Please retype all the data below exactly, line for line.

Stored data entries
---------------

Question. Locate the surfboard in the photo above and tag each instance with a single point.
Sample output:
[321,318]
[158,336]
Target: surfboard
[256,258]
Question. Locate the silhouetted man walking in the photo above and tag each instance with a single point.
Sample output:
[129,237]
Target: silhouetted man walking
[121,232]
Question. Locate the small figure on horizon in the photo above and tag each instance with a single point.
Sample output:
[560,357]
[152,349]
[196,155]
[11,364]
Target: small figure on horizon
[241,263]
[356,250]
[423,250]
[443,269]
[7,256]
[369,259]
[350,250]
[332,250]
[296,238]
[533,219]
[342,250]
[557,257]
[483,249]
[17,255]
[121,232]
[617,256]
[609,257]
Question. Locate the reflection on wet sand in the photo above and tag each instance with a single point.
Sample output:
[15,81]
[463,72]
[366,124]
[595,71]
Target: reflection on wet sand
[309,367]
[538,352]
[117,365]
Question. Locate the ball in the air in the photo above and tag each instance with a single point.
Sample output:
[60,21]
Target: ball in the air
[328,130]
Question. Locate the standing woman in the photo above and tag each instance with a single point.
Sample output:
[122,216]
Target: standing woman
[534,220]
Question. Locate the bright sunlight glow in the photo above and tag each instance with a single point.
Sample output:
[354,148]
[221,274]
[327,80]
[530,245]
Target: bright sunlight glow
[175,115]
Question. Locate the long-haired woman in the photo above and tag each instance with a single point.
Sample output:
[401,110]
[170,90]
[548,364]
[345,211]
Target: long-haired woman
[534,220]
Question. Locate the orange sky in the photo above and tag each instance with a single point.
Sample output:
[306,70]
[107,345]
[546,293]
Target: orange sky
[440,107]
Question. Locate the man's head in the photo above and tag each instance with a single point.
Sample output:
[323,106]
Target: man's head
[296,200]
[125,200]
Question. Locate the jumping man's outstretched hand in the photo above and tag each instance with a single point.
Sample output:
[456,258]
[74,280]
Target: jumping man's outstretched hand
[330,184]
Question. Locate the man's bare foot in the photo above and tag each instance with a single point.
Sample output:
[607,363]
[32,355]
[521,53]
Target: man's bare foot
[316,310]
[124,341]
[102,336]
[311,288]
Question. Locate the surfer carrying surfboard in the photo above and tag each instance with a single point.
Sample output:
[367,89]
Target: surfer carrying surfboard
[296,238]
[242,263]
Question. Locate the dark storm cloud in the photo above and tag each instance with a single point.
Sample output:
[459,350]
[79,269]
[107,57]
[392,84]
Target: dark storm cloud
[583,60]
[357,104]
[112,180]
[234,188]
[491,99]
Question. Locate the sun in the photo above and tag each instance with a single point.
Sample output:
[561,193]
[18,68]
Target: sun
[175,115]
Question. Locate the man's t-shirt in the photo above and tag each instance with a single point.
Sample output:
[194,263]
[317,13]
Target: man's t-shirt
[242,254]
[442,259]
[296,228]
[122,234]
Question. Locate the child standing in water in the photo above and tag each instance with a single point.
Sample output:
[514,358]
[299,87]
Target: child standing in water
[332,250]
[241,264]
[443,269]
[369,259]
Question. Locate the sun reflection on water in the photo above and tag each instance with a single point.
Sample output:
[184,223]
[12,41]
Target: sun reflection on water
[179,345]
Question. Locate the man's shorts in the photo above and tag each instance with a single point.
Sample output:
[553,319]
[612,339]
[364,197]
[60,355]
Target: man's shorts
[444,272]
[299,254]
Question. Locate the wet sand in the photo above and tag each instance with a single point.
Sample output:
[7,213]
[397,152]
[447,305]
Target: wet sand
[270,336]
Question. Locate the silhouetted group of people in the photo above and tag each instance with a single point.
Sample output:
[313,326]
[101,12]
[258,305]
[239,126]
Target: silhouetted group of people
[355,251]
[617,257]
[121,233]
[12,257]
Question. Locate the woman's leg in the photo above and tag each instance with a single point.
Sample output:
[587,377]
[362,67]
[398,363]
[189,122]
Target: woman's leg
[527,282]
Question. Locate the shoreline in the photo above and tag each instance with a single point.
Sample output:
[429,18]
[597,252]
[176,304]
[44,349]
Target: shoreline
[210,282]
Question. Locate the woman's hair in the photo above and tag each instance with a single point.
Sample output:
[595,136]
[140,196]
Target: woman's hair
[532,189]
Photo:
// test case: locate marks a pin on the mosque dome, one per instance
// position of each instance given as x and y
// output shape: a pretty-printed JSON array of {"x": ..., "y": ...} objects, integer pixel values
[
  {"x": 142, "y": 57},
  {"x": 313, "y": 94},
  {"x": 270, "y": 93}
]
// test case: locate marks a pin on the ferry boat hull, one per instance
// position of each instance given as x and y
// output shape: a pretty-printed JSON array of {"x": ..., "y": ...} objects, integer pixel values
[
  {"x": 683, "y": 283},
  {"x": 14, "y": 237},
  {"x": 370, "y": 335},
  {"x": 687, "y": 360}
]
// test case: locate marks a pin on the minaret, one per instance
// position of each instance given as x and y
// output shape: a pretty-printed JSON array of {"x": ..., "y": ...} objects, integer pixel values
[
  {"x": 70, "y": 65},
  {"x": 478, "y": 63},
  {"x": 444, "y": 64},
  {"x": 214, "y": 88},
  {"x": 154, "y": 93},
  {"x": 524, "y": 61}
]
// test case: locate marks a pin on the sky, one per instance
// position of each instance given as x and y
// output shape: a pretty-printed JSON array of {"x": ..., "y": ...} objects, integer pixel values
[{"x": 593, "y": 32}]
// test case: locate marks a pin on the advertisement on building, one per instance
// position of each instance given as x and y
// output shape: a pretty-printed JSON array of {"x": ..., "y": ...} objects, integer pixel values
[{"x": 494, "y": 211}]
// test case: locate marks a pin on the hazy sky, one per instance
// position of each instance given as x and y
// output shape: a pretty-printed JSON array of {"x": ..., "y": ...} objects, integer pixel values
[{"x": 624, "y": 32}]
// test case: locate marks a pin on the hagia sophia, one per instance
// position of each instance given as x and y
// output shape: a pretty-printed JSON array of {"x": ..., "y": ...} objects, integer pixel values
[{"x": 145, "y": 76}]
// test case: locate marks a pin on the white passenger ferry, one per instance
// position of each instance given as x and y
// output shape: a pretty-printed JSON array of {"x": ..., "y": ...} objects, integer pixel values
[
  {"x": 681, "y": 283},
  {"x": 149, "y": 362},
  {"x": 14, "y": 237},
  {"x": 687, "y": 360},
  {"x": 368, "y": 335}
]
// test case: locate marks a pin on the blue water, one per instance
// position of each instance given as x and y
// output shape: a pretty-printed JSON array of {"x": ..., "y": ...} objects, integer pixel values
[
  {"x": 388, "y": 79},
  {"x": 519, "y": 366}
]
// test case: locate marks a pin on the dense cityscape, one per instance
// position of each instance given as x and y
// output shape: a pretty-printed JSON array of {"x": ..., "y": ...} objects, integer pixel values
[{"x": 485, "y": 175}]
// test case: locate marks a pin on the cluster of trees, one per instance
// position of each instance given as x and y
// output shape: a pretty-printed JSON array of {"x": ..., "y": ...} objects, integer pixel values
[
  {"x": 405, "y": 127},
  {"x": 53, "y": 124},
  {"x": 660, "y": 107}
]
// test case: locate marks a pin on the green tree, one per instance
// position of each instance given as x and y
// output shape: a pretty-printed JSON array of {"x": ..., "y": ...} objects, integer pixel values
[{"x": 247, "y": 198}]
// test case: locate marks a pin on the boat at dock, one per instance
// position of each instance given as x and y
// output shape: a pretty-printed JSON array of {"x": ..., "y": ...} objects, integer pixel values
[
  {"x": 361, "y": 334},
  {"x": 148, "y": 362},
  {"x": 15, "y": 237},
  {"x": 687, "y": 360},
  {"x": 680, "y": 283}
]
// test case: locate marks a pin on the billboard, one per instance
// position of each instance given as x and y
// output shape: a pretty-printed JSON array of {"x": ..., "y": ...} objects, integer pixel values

---------------

OUTPUT OF THE EXERCISE:
Question. Locate the surfboard in the photo above and tag each instance with a single point.
Sample output:
[321,318]
[158,336]
Target: surfboard
[256,258]
Question. Locate the silhouetted man walking in the photo above and tag each instance with a single point.
Sample output:
[129,237]
Target: silhouetted man walking
[121,232]
Question. Locate the small figure on horizon in the photo above and tag each instance with a single point.
Sample output:
[560,357]
[152,349]
[196,155]
[11,364]
Target: small figure on horizon
[241,263]
[356,250]
[423,250]
[443,269]
[7,256]
[369,259]
[350,250]
[332,250]
[296,238]
[533,219]
[342,250]
[557,257]
[483,249]
[17,255]
[121,232]
[617,256]
[609,257]
Question. Locate the reflection on wet sand in the photo above and tag each instance with a single point.
Sample output:
[15,81]
[463,72]
[366,124]
[595,71]
Target: reflection on wet sand
[309,367]
[538,352]
[117,365]
Question. Locate the ball in the air in the photo above and tag each instance with a single point.
Sample output:
[60,21]
Target: ball in the air
[328,130]
Question. Locate the standing woman in the photo above and tag each instance with a single point.
Sample output:
[122,216]
Target: standing woman
[534,220]
Question. Locate the bright sunlight glow in the photo above and tag each instance with a single point.
Sample output:
[354,148]
[221,274]
[327,80]
[530,245]
Target: bright sunlight glow
[175,115]
Question. Locate the long-haired woman in the photo above and tag each instance with a single point.
Sample output:
[401,110]
[170,90]
[548,364]
[345,211]
Target: long-haired woman
[534,220]
Question. Locate the orange sky in the photo above and tag each instance with a single point.
Sample output:
[306,70]
[107,345]
[546,293]
Target: orange sky
[440,107]
Question. Locate the man's head in the photo above and tag each instance with a single point.
Sample output:
[323,106]
Target: man's head
[296,200]
[125,200]
Question. Locate the jumping man's outstretched hand in the photo above and tag each instance with a single point.
Sample output:
[456,258]
[74,280]
Target: jumping man's outstretched hand
[330,184]
Question. Locate the man's bare foot in the photo above and tag each instance with a single point.
Sample output:
[607,363]
[32,355]
[521,53]
Target: man's bare foot
[316,310]
[124,341]
[102,336]
[311,288]
Question. Locate the surfer carrying surfboard in the photo above and tag each instance with a single point.
Sample output:
[367,89]
Target: surfer carrying surfboard
[296,238]
[242,263]
Question. Locate the dark storm cloud in the photo above and tag each instance with a single point.
Sample output:
[459,350]
[79,269]
[107,57]
[392,84]
Target: dark storm cloud
[583,60]
[357,104]
[112,180]
[234,188]
[491,99]
Question. Locate the sun in the photo above and tag each instance with a single point.
Sample output:
[561,193]
[18,68]
Target: sun
[175,115]
Question. Locate the man's t-shirt in the photo above and tag each instance with a single point.
Sample output:
[194,263]
[317,13]
Target: man's t-shirt
[242,254]
[442,259]
[296,228]
[122,234]
Question. Locate the child standing in water in the photo above and tag each instance with a single point.
Sample output:
[514,358]
[299,87]
Target: child standing in water
[332,250]
[241,264]
[443,269]
[369,259]
Question. Locate the sun reflection on water in the photo above and tag each instance with a single point.
Sample output:
[184,223]
[12,41]
Target: sun reflection on water
[179,345]
Question. Locate the man's shorts in the photo above and tag each instance with a single point.
Sample output:
[553,319]
[612,339]
[364,197]
[60,355]
Target: man's shorts
[444,272]
[299,254]
Question. Locate the wet sand in the photo above and tag each instance with a single point.
Sample output:
[7,213]
[397,152]
[447,305]
Target: wet sand
[270,336]
Question. Locate the silhouetted group of people in the photo above and tag each instance with a single point.
Sample output:
[313,326]
[101,12]
[258,305]
[239,126]
Target: silhouetted group of people
[355,251]
[617,257]
[121,233]
[12,257]
Question. Locate the woman's leg in the photo above and tag each instance with a single point.
Sample output:
[587,377]
[362,67]
[398,363]
[189,122]
Target: woman's leg
[527,282]
Question. Locate the shoreline in the photo above and tag each instance with a single point.
Sample output:
[429,18]
[597,252]
[176,304]
[44,349]
Target: shoreline
[210,282]
Question. Locate the woman's hair in the photo above and tag each instance with a single point.
Sample output:
[595,136]
[140,196]
Target: woman's hair
[532,189]
Photo:
// test case: locate marks a pin on the mosque dome, one per instance
// position of each instance given as x and y
// output shape: a pretty-printed JSON array of {"x": ..., "y": ...} objects, integer pixel values
[
  {"x": 142, "y": 57},
  {"x": 313, "y": 94},
  {"x": 270, "y": 93}
]
// test case: locate marks a pin on the ferry boat hull, one per instance
// position of each instance given as x and y
// output shape: a pretty-printed JSON array of {"x": ..., "y": ...} objects, integer pixel values
[
  {"x": 683, "y": 283},
  {"x": 14, "y": 237},
  {"x": 370, "y": 335},
  {"x": 687, "y": 360}
]
// test case: locate marks a pin on the minaret, one per instance
// position of each instance given as x and y
// output shape: a pretty-printed JSON array of {"x": ..., "y": ...} objects, integer pixel values
[
  {"x": 70, "y": 65},
  {"x": 478, "y": 63},
  {"x": 444, "y": 64},
  {"x": 214, "y": 88},
  {"x": 154, "y": 93},
  {"x": 524, "y": 61}
]
// test case: locate marks a pin on the sky, one per instance
// position of each instance given as x and y
// output shape: a pretty-printed JSON array of {"x": ..., "y": ...} objects, integer pixel values
[{"x": 593, "y": 32}]
// test case: locate marks a pin on the advertisement on building, one per instance
// position of each instance given as x and y
// output shape: a pretty-printed JSON array of {"x": ..., "y": ...} objects, integer pixel values
[{"x": 494, "y": 211}]
// test case: locate marks a pin on the hazy sky, one per instance
// position of each instance given as x and y
// output shape: a pretty-printed JSON array of {"x": ..., "y": ...} objects, integer pixel values
[{"x": 624, "y": 32}]
// test case: locate marks a pin on the hagia sophia, one per instance
// position of each instance given as x and y
// output shape: a pretty-printed JSON array of {"x": ..., "y": ...} objects, integer pixel values
[{"x": 145, "y": 76}]
// test case: locate marks a pin on the white passenger ferry, one per instance
// position of each instance given as x and y
// output shape: a pretty-printed JSON array of {"x": ..., "y": ...} objects, integer pixel values
[
  {"x": 681, "y": 283},
  {"x": 149, "y": 362},
  {"x": 14, "y": 237},
  {"x": 687, "y": 360},
  {"x": 368, "y": 335}
]
// test case: locate marks a pin on the blue water, one per instance
// position of each instance given as x and y
// output shape: a pretty-printed JSON array of {"x": ..., "y": ...} objects, integer pixel values
[
  {"x": 388, "y": 79},
  {"x": 519, "y": 366}
]
// test case: locate marks a pin on the dense cityscape, one per instance
// position of each instance given as x and y
// output shape: a pretty-printed JSON array of {"x": ..., "y": ...} objects, integer pixel values
[{"x": 485, "y": 175}]
// test case: locate marks a pin on the cluster of trees, one per instance
// position of each instance given as x and y
// output shape: a pretty-printed JSON array of {"x": ..., "y": ...} objects, integer pixel values
[
  {"x": 405, "y": 127},
  {"x": 53, "y": 124},
  {"x": 660, "y": 107}
]
// test case: locate marks a pin on the green tree, one per instance
// position of each instance given as x and y
// output shape: a pretty-printed JSON array of {"x": ..., "y": ...} objects, integer pixel values
[{"x": 247, "y": 198}]
// test case: locate marks a pin on the boat at dock, one per instance
// position of each instance given as x and y
// output shape: a pretty-printed JSON array of {"x": ..., "y": ...} objects, integer pixel values
[
  {"x": 361, "y": 334},
  {"x": 148, "y": 362},
  {"x": 15, "y": 237},
  {"x": 687, "y": 360},
  {"x": 680, "y": 283}
]
// test case: locate marks a pin on the billboard, one per instance
// position of each instance given as x and y
// output shape: a pretty-printed JSON array of {"x": ..., "y": ...} objects, integer pixel values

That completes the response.